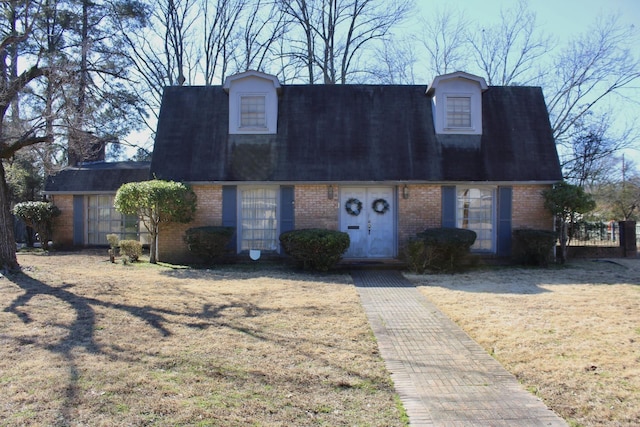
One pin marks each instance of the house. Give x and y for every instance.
(84, 193)
(380, 162)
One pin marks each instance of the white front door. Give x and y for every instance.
(367, 215)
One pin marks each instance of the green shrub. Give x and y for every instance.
(533, 247)
(315, 248)
(440, 249)
(210, 242)
(113, 240)
(40, 217)
(131, 249)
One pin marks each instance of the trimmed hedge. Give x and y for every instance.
(315, 248)
(210, 242)
(131, 249)
(533, 247)
(440, 249)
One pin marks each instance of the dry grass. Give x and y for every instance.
(571, 335)
(87, 342)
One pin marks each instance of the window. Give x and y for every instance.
(103, 219)
(253, 112)
(475, 211)
(258, 219)
(458, 112)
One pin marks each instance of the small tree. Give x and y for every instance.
(39, 216)
(565, 201)
(155, 202)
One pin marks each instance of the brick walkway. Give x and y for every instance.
(442, 376)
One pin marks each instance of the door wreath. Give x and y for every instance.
(380, 206)
(353, 207)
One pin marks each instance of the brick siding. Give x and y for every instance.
(528, 208)
(314, 209)
(63, 224)
(171, 246)
(422, 209)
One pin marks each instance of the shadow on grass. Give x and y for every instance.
(531, 280)
(86, 313)
(81, 331)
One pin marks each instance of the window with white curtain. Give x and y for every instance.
(253, 111)
(258, 219)
(458, 112)
(475, 211)
(103, 219)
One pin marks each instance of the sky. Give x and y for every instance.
(560, 18)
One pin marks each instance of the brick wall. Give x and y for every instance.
(528, 208)
(422, 209)
(313, 208)
(63, 225)
(171, 246)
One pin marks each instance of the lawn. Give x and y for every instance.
(571, 334)
(87, 342)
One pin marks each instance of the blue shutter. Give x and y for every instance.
(287, 209)
(504, 221)
(78, 220)
(448, 207)
(229, 210)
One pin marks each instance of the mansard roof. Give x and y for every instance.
(354, 133)
(97, 177)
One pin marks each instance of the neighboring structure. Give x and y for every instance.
(378, 162)
(85, 194)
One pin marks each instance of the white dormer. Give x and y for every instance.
(253, 103)
(457, 99)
★ ★ ★ ★ ★
→ **Set problem**: Quote the material exactly. Pictures stay out.

→ **Answer to this exercise**:
One pin marks each instance of the house. Give x and y for every instance.
(84, 193)
(380, 162)
One pin marks each instance of the white front door. Give x and y for every instance.
(367, 215)
One pin marks each instance of the green shrub. Give x and y for every instance.
(533, 247)
(315, 248)
(440, 249)
(210, 242)
(113, 240)
(40, 217)
(131, 249)
One pin marks each instance of the trimmed hedge. Give x and y for every instance.
(315, 248)
(210, 242)
(131, 249)
(533, 247)
(440, 249)
One pin marks each instance of the dry grass. Give x and y for every instance.
(571, 335)
(87, 342)
One pin marks each instance of the window. Give x and y for every instance.
(103, 219)
(253, 112)
(475, 211)
(258, 219)
(458, 112)
One pin marks each instance of the small tree. Give x and y for every instance.
(39, 216)
(565, 201)
(155, 202)
One pin marks each instance of the brick walkway. Give x and y for every instance.
(442, 376)
One pin marks each instance of the door wreath. Give x and y for every instance.
(380, 206)
(353, 207)
One pin marks each instance of the brick siding. Give x and y for every instance.
(528, 208)
(314, 209)
(63, 224)
(171, 246)
(422, 209)
One pin marks each instance of the shadow on grass. Give x and y for every instance.
(531, 280)
(86, 313)
(81, 331)
One pin marks each instance of the window with white curtain. Give x and y for every instance.
(253, 111)
(258, 219)
(458, 112)
(475, 211)
(103, 219)
One pin marks each instance of the sky. Give x and y for every instance.
(560, 18)
One pin marks each instance of the brick wall. Give x and y for every instance.
(528, 208)
(422, 209)
(313, 208)
(63, 225)
(171, 246)
One pin marks each instance of the lawn. Give x and y for every instance.
(571, 334)
(87, 342)
One pin marks each instance of the blue shutter. Give x and y for every instance.
(287, 209)
(504, 221)
(78, 220)
(448, 207)
(229, 210)
One pin marks each instance of the mansard roof. Give x and y for every instance.
(354, 133)
(97, 177)
One pin marks each instance of the neighboring structure. Give x and y for every instance.
(378, 162)
(85, 194)
One pin marks each instance of the white dormer. Give x and y for every instance.
(253, 103)
(457, 99)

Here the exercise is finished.